**Task details**
In the searchbox text, which release first introduced metadata templates?

**Page extract**
·····
Due to its multi level caching system searchbox is the ideal tool to implement "mining" and dynamic content monitoring applications.
It aggregates many information Sources (and their Archives) in a unique access point. The Collection supports a standard query language that combines keywords and attributes with standard AND, OR, NOT, NEAR operators as in many other Internet search engines.
Using a Collection object is possible to create a specialized index from contents coming only from selected information Sources.
This last basic concept let searchbox to be used both as a powerful content monitoring tool and as news channel.
Using a persistent query the Watch is a view on a Collection. Every time the Watch is shown it produces the list of the newest information contained in the corresponding Archives, filtered by the persistent query and timestamp ranked. The output of the Watch can be considered like a "press review" of the most recent interesting news coming from some information Sources.
This type of object has been introduced starting from searchbox release 2.2.x. A metadata template is a set of metadata that can be added to every single document by a SOAP call by an external application (also by the Control Panel itself). These metadata are structurally different from those applied by plugins because they must be previously defined and can be also retracted from the document at any time. Two types of metadata template are available:
Static. All metadata values of template are defined at configuration time.
Parametric. Almost one of metadata value is a parameter that must be specified when the set of metadata referred by the template is applied.
Metadata templates, as any other components of searchbox, follow visibility rules imposed by the ACL system so that different users can have their own private metadata libraries.
Specific function can be implemented into searchbox using the Plugin System. searchbox can be extended in three different way:
More gathering protocols. By default searchbox many of the most widespread types of document sources (Web sites, ftp, pop/imap, webdav, etc.) but it is possible to write a custom gathering agent as software plugin. This type of plugin is available starting from 2.1.x release.
·····
**Stored data**
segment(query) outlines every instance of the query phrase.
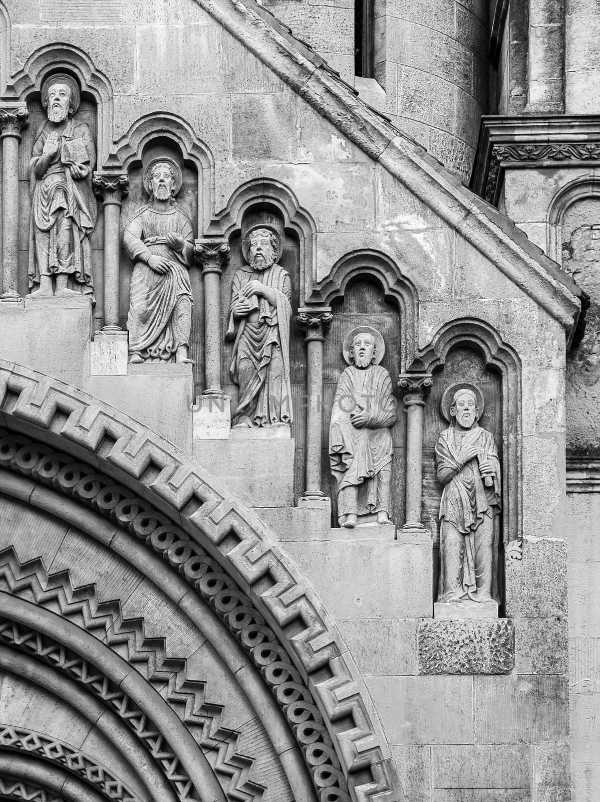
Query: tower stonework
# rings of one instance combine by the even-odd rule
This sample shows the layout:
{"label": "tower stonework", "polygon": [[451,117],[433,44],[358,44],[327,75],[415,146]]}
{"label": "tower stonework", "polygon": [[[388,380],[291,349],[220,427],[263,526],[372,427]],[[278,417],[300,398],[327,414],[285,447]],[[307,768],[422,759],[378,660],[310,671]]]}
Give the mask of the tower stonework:
{"label": "tower stonework", "polygon": [[594,2],[93,5],[0,0],[0,797],[597,802]]}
·····
**Output of the task**
Release 2.2.x.